_Brief_:
Copy out every record below exactly as written, but leave out any pictures.

_Entries from a pointing dataset_:
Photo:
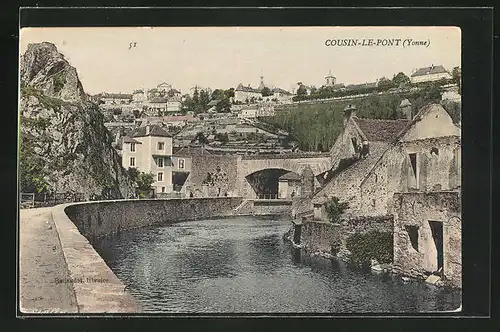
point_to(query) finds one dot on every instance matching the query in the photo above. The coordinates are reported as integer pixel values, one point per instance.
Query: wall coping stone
(84, 262)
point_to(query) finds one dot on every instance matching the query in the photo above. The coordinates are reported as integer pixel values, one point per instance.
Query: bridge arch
(266, 182)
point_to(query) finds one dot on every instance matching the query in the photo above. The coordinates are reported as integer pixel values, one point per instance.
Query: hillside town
(237, 129)
(368, 174)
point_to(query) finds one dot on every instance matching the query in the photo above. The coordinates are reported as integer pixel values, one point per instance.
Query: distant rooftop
(381, 130)
(429, 71)
(154, 130)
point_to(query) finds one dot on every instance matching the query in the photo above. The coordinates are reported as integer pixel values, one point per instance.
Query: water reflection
(243, 265)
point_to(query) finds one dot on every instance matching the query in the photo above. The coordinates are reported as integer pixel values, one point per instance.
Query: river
(243, 265)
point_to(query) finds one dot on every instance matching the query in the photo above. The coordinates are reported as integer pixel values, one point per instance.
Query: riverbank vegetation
(371, 245)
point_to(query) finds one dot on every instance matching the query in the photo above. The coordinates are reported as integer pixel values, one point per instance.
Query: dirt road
(42, 266)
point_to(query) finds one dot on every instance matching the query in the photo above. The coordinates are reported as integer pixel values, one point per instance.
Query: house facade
(429, 74)
(149, 149)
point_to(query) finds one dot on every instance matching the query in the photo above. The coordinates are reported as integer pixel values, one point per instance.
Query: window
(413, 171)
(354, 144)
(413, 234)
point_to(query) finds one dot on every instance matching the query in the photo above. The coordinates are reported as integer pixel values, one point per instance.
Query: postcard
(240, 170)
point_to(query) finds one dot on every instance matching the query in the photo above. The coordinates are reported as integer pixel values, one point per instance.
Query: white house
(138, 96)
(242, 93)
(149, 149)
(429, 74)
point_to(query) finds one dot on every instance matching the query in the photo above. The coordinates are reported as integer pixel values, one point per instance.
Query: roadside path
(41, 264)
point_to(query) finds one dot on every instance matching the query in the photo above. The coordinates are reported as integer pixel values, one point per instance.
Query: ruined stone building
(356, 150)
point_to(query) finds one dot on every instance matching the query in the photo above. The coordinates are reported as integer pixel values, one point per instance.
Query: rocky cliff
(64, 146)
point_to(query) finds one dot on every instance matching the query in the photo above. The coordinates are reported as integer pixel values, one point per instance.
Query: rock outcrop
(63, 137)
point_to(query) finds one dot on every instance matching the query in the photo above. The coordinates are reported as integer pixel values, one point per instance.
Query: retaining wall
(97, 288)
(97, 219)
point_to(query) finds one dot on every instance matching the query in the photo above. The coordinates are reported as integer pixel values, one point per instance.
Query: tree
(200, 138)
(334, 209)
(302, 90)
(385, 84)
(31, 170)
(400, 79)
(266, 92)
(133, 174)
(144, 181)
(456, 75)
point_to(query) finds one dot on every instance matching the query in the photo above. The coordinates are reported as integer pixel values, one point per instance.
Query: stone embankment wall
(319, 236)
(264, 208)
(96, 219)
(97, 289)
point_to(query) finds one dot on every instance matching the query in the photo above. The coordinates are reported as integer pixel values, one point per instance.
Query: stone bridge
(294, 162)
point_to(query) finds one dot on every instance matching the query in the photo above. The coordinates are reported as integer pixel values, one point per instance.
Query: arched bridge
(249, 165)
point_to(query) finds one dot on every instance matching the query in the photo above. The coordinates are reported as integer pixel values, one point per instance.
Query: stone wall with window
(199, 168)
(427, 234)
(425, 165)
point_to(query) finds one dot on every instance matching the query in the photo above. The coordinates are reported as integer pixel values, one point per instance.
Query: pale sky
(223, 57)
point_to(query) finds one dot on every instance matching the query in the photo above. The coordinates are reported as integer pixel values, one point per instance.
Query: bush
(334, 209)
(371, 245)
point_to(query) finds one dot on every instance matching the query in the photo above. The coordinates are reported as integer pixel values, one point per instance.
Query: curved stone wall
(97, 288)
(96, 219)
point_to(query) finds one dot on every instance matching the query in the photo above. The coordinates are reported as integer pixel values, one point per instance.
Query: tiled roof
(213, 102)
(128, 139)
(354, 174)
(424, 110)
(429, 70)
(361, 86)
(380, 130)
(290, 176)
(405, 102)
(154, 130)
(191, 151)
(282, 91)
(158, 100)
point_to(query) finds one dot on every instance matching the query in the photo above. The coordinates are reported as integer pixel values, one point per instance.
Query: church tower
(261, 85)
(330, 79)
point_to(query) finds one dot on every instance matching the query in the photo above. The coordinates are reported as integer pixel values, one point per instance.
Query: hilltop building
(429, 74)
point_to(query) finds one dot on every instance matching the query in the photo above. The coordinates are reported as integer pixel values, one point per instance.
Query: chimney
(349, 111)
(405, 108)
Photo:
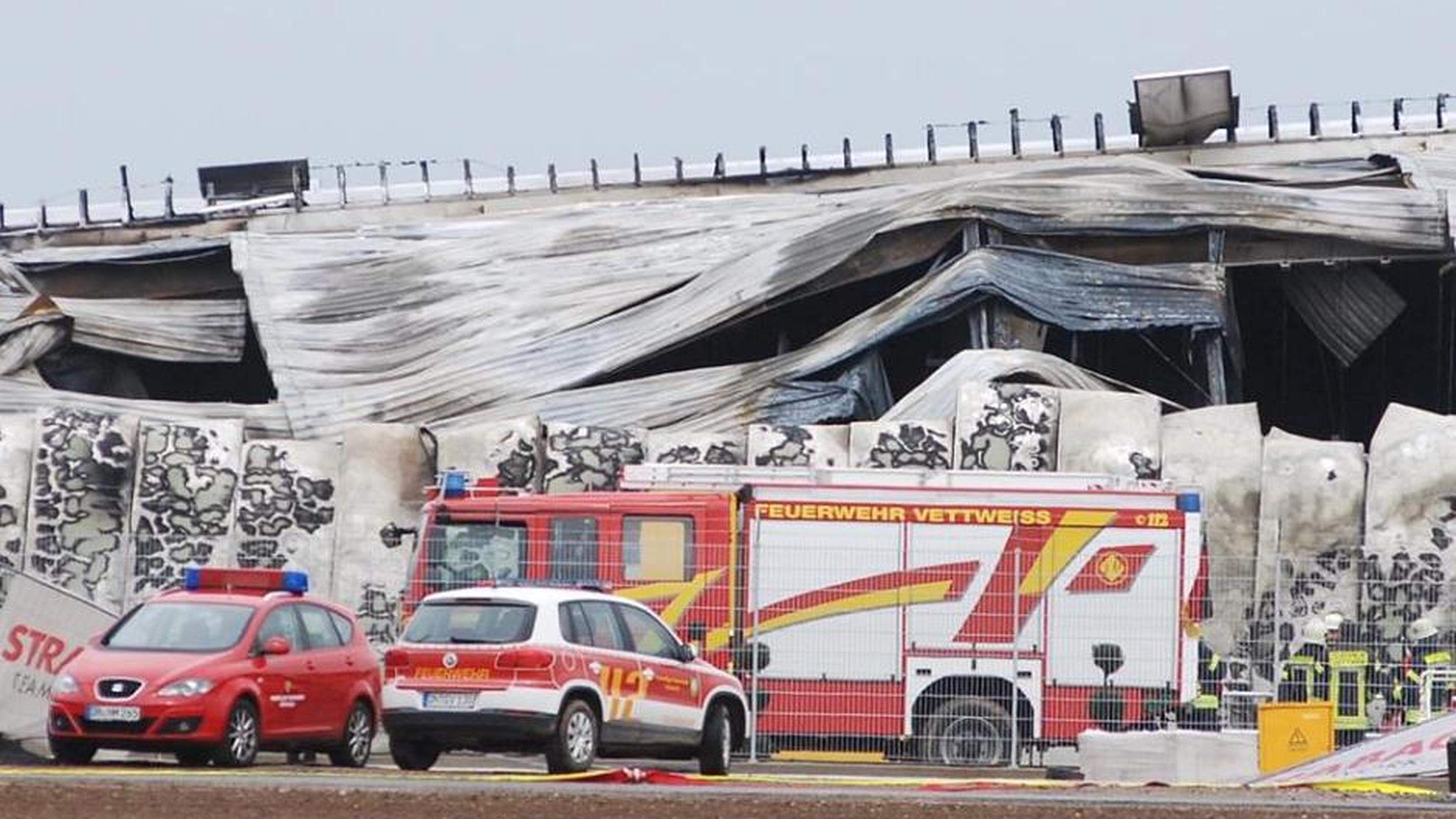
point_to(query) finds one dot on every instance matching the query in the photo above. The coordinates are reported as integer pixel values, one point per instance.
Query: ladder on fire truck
(712, 477)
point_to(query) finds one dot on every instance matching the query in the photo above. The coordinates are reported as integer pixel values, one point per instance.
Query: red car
(232, 664)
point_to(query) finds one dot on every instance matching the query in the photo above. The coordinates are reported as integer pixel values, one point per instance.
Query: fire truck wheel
(359, 739)
(413, 755)
(72, 751)
(712, 757)
(574, 745)
(969, 731)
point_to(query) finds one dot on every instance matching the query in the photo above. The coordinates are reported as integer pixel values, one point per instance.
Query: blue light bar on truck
(455, 483)
(196, 579)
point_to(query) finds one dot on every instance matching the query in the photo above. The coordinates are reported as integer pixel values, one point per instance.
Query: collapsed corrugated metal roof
(766, 391)
(1347, 308)
(935, 397)
(21, 394)
(31, 326)
(437, 321)
(164, 330)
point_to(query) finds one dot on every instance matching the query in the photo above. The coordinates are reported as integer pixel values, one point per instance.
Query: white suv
(573, 674)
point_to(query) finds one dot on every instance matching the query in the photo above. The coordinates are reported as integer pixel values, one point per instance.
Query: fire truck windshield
(465, 554)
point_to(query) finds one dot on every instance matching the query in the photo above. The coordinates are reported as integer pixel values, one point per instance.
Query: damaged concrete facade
(1238, 318)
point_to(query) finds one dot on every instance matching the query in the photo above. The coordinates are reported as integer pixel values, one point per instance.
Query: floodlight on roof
(1178, 108)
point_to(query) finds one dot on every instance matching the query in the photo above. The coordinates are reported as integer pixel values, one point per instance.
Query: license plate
(449, 700)
(114, 713)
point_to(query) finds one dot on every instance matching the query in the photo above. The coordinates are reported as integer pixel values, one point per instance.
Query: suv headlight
(187, 689)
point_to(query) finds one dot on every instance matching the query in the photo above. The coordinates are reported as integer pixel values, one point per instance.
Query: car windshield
(181, 627)
(472, 621)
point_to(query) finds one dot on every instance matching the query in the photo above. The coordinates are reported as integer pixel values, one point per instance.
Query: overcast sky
(168, 86)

_Solved problem_:
Photo:
point_to(query) finds one dot on every instance matching the query in the photo above. The coordinates are reported as integer pixel values, one point per instance.
Query: wall coping stone
(84, 262)
point_to(query) finds one dot on every instance matching the query in the photo above. The coordinates are reported as integer pixel values, one point per instance.
Query: bridge arch
(266, 182)
point_to(query) finds one dot on every instance matching the query in the photo above. The coordinates are reported as integer pixel values, one point per instance.
Query: hillside town
(237, 129)
(368, 174)
point_to(query) finds one dot on every instance matching the query in the photo above. The coordinates are reported as integer pixel values, one point per instance.
Query: distant rooftop
(381, 130)
(429, 71)
(154, 130)
point_to(query) finds one dot on every instance matching the query in the photo above. The coordinates are reported as integer pixel values, one point per instance.
Query: water reflection
(243, 265)
point_to(query) finds one dot on every instance matching the query in the photo above. The coordinates are reported as integer pixel values, one point per instance.
Query: river
(243, 265)
point_to(query) finds one dot on every instance matching the query in the photo above. The coordinates are reported as integer pixel values, one point per instance.
Query: riverbank vegetation
(371, 245)
point_to(query) finds one dot on every instance matching the query in the photo above. The coordinates are reported as integer pixel values, one point per instance.
Query: dirt road
(42, 266)
point_to(query) finds one dot on every instance matching the query in the photo above. The coordinates are reported as integer pixel values, one point per instance.
Query: house facade
(429, 74)
(149, 149)
point_to(query) finds one dot on every instance matching the query in the photo above. The coordinates are reported as integer pixel values, one point per instance.
Query: window
(413, 171)
(354, 144)
(413, 234)
point_to(query) finds one dot on every instance matching the query in the photo above. The coordinates are reported as integer pixel values, one point per instance.
Query: postcard
(240, 170)
point_to(query) finds one dot on every instance matching the query in the photo above. The coordinates are reported as integer pixel values, one point per instance.
Query: white house
(138, 96)
(242, 93)
(149, 149)
(429, 74)
point_to(query) finds one dot on every instance matching the query in the photo above. The coordinates are reported as integer pixel values, one point per instance.
Query: roadside path
(41, 264)
point_to(query) finds one dot on every instance matching the query in the photo above. The coordinates are reported as integer pixel values, one point per instance.
Query: ruined stone building
(356, 150)
point_to(query) finds one dot on every instance matching the query in the photo above. The coordinates are reported as integer pixel values, one point per instance.
Query: rocky cliff
(64, 146)
point_to(query) finds one dot on every instance matching the query in the photo above. The coordinates are reported as integer pixel values, one point per instance.
Query: rock outcrop
(63, 137)
point_to(query) finds one dot on every instance matching the query in the photo above. The coordinates are reported as integer pixel values, one point per instance.
Query: retaining wall
(97, 288)
(97, 219)
point_to(query) finds one dot on every instance matching the query in the photo above. The coordinates are reported as integer pixel values, one point per instance.
Query: tree
(200, 138)
(334, 209)
(302, 90)
(385, 84)
(31, 170)
(400, 79)
(266, 92)
(133, 174)
(144, 181)
(456, 75)
point_to(query) finds one dot on every instance matching the query in the photo above. The coordinates are reported as integer pixel values, one point per instance.
Query: stone embankment wall
(319, 236)
(264, 208)
(96, 219)
(97, 289)
point_to(query) finds one dot on every instance matching the query in the photo above. The coordinates are reported as integer pixel values, one point per instance.
Query: stone bridge
(294, 162)
point_to(query) finds one dot on every instance matching the query in the photo above. The coordinates are reported as integer pixel values, one point per instance.
Query: arched bridge
(249, 165)
point_to(query) finds one dot on every instance matching the query in the photo above. The coordinates are reported as integer pixel values, one point per instance.
Query: stone wall with window
(199, 168)
(427, 234)
(425, 165)
point_to(query) finds one dot on every instance matching the query in the photo above. The coordinates are reported as integer pixel values, one point per instance.
Query: pale sky
(223, 57)
point_to(query) finds one dot on every instance matching the query in the photo above. The coordinates are reported as integer pixel values, one point per instance.
Query: bush
(334, 209)
(371, 245)
point_to(query) finds one dot on every instance matching the query in the photo above. The coordinates are reported as integer pixel values, one point per instance.
Query: curved stone wall
(97, 288)
(96, 219)
point_to(query) finds one dot on every instance matching the query in the photo above. The coordinates are reported as integer pixel values, one point per instance.
Query: tiled roof
(213, 102)
(128, 139)
(354, 174)
(424, 110)
(429, 70)
(361, 86)
(380, 130)
(290, 176)
(405, 102)
(154, 130)
(191, 151)
(282, 91)
(158, 100)
point_to(query) finds one dot on every instance matching the query in the photo above. The coordinates are reported as integer pixel values, one point per instance.
Query: church tower
(261, 85)
(330, 79)
point_to(query) finds one dot on every instance matching the query in the photo above. The coordinates are reported as integer pixel values, one point per instance.
Query: hilltop building
(429, 74)
point_to(query) finds one dot on every instance matching the query in the photo above. The coordinates are reported as integer pixel values, one point per instance.
Query: chimney
(349, 111)
(405, 108)
Photo:
point_to(query) finds one dot on every instance matching the query in the photo above. The coordinates are reported as integer pixel values, one point per instance.
Query: ladder on fire truck
(712, 477)
point_to(query) finds one dot on every instance matching the query in the photo above. The coordinates are reported as integer pixel values, one point per instance.
Query: red car
(232, 664)
point_to(query) finds one dot on every instance matching the query in the photo above. The coordinates are reported as integer pixel values, one point per instance.
Query: fire truck wheel
(359, 739)
(413, 755)
(72, 751)
(712, 757)
(574, 745)
(969, 731)
point_to(query) finds one dot on every instance matching the query in the photo above. The coordinates are reported as integer pixel values, one point per instance.
Query: blue light bar on truck
(455, 483)
(196, 579)
point_to(query) finds one dot on every instance matching the query in the photo above. The coordinates are reported as integer pixel values, one point per instance.
Query: collapsed corrugated metal roof
(766, 391)
(1347, 308)
(935, 397)
(21, 394)
(31, 326)
(437, 321)
(164, 330)
point_to(query) finds one dot on every instance matching the query in the photo above. The coordinates are reported as integer pixel values, one point per instance.
Query: white suv
(573, 674)
point_to(query) finds one dot on every instance matching the query in the photo above. The coordinates are reported as integer pixel values, one point per instance.
Query: fire truck windshield
(465, 554)
point_to(query) finds one dot on every instance matching the query in the photo above. The coordinates are reported as integer pixel values, one point per instance.
Query: damaged concrete facade
(1238, 318)
point_to(query) finds one dot on every instance matching the query in the photo above. The coordinates are reported as integer pixel values, one point per instance.
Query: floodlight on roof
(1178, 108)
point_to(query) finds one dot on every instance matching the query in the photo above. The coordinates are reported as integer pixel values, one point per instance.
Query: license plate
(449, 700)
(114, 713)
point_to(query) finds one dot on every instance matching the query in the photo above. The coordinates are reported as integer pixel values, one point per instance.
Query: suv headlight
(187, 689)
point_to(query) finds one dot on every instance matching the query in the photo above. The coordinates are reported as integer pixel values, one point per instance.
Query: car windshield
(181, 627)
(472, 621)
point_to(query) finds one dot on every instance matching the query in the photo above. The coordinates are reported as integer pixel values, one point per instance.
Query: overcast sky
(168, 86)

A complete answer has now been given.